Text shown:

= = = =

In its response to Enterprises’ motion for judgment on the pleadings, the state asserted, for the first time, that Enterprises’ demand for judicial determination was untimely.  This assertion was contrary to the state’s earlier admission in a pleading in a companion case that the demand for judicial determination was timely.  In response, the trial court noted in paragraph 10 of the findings of fact:

The State is bound by its earlier admission that the Judicial Demand was timely.  The Court views the State’s recent attempts to prove otherwise with great disfavor.  At the time of Ryan Paramore’s arrest, the president of the company was his father, Charles Paramore, who claims he had no knowledge that his son was using the vehicle for personal reasons, or using it for an unlawful purpose. 

 

The court further noted in findings of fact paragraph 13:

If the Plaintiff prevails on its innocent owner claim, the Court may order a return of the vehicle, or payment of the fair market value of the vehicle at the time of forfeiture if the vehicle no longer exists.

 

In its motion to dismiss based on the pleadings, Enterprises represented to the court that Charles Paramore was the president of Enterprises in 1998, when his son, Ryan, was arrested while driving a company vehicle.  The factual finding made by the trial court based on that representation persisted until the matter was tried on July 11, 2001.

In its findings of fact, conclusions of law, and order for judgment following trial, the court made the following factual finding in paragraph 10:

At trial, Charles Paramore testified on behalf of Plaintiff that in May 1998, he was the owner of 51% of the corporation and that his two sons, Ryan and Richard, were the owners of a minority interest in the corporation.  However, he also admitted that the corporate tax returns for tax years 1997 through 2000 contradicted his testimony and showed that his sons, Ryan and Richard, received all of the income from the corporation and were listed as the sole shareholders for that period.  Charles Paramore was not able to produce any corporate documents to support his claim that he was [the] majority shareholder of Enterprises in mid-1998.

 

The court made this additional finding in paragraph 14:

Even if Charles Paramore did have an interest in the business at the time of the offense, he had retired and no longer was involved in its day-to-day affairs, frequently being absent for months at a time.  The business was being run by, and control had been turned over to, Ryan and Richard Paramore.  The brothers’ knowledge regarding the use of the vehicle must be imputed to Enterprises.

= = = =

Tasks to perform:
• a. Revise the forfeiture case excerpt, writing out everything from "At trial, Charles" down to "Enterprises in mid-1998." with "tax returns" changed to "financial statements".
• b. Continue the forfeiture case excerpt from where it stops.
The material after this point is separate from the forfeiture case excerpt.

Collected data:
= = = =

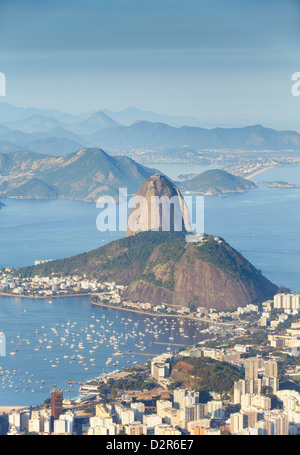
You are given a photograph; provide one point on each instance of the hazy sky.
(226, 62)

= = = =

Answers for this exercise:
• a.
At trial, Charles Paramore testified on behalf of Plaintiff that in May 1998, he was the owner of 51% of the corporation and that his two sons, Ryan and Richard, were the owners of a minority interest in the corporation.  However, he also admitted that the corporate financial statements for tax years 1997 through 2000 contradicted his testimony and showed that his sons, Ryan and Richard, received all of the income from the corporation and were listed as the sole shareholders for that period.  Charles Paramore was not able to produce any corporate documents to support his claim that he was [the] majority shareholder of Enterprises in mid-1998.

• b.
The court further noted in factual finding paragraph 11:

At the time of the offense, Ryan Paramore was one of two shareholders of record of Enterprises, and with his brother, Richard, controlled its day-to-day affairs.

 

The court concluded that Enterprises had failed to meet its burden of proof that it was an innocent owner under Minn. Stat. § 169.1217, subd. 7(d) (Supp. 1997), and that the state was entitled to forfeit Enterprises’ interest in the Dodge Dakota subject to the bona fide security interest of American Bank, but that the state had failed to give the bank proper notice of the vehicle’s sale.  As a result, the court concluded not only that the state was liable to American Bank for the proceeds of the sale ($400) and the difference between the proceeds and the balance due at the time of seizure ($3,100), but also that Enterprises stood in the shoes of American Bank because it had paid the $3,500 that the state owed to American Bank.  The court cited no authority in support of its conclusion that Enterprises stood in the bank’s shoes as a consequence of paying off the lien.

Our analysis of the subject-matter jurisdiction issue on appeal must focus on the trial court’s factual findings following the trial, because it is clear from the sequence of orders that the trial court’s original factual finding with respect to Charles Paramore’s ownership interest in Enterprises changed.  And while the court’s initial ruling on the timeliness of Enterprises’ demand for judicial determination was supported by the finding that Charles Paramore owned 51% of the company at the time of the vehicle forfeiture, that factual support was eliminated by the contrary evidence of ownership at trial.  As a result, the trial court’s ultimate factual findings with respect to company operation, ownership, and management govern an analysis of subject-matter jurisdiction.

Service of process is valid on a corporation if the individual served is “authorized ‘to exercise or make any independent judgments regarding the business of the Corporation’” and has

the power to exercise independent judgment and discretion in promoting the business of the corporation or that her position was of such character and rank as to make it reasonably certain that the corporation would be apprised of the service.

 

Duncan Elec. Co. v. Trans Data, Inc., 325 N.W.2d 811, 812 (Minn. 1982) (citation omitted). 

Here, the record includes copies of Enterprises’ 1996 tax returns that indicate that Richard and Ryan Paramore owned 20% and 80% of the corporation, respectively.  The 1997 returns reflect that Richard and Ryan Paramore owned 25% and 75%, respectively.  The 1998 returns show that Richard and Ryan Paramore owned 53% and 46.65%, respectively.  The evidence at trial was that Ryan and Richard Paramore conducted day-to-day business activities and that Charles Paramore had retired from managing the business, based on a registration form filed with the secretary of state’s office on August 5, 1998.  At the time of the vehicle forfeiture in May 1998, Ryan Paramore was president of Enterprises and was involved in its day-to-day affairs.  Because Ryan’s involvement with Enterprises meets the Duncan Electric test, service on Ryan was valid service on Enterprises. 

We reach this conclusion in spite of the state’s admission in an earlier pleading that Enterprises had filed a timely demand for judicial determination.  While we agree with the trial court that parties are generally bound by their legal admissions, there may be a valid basis for an exception.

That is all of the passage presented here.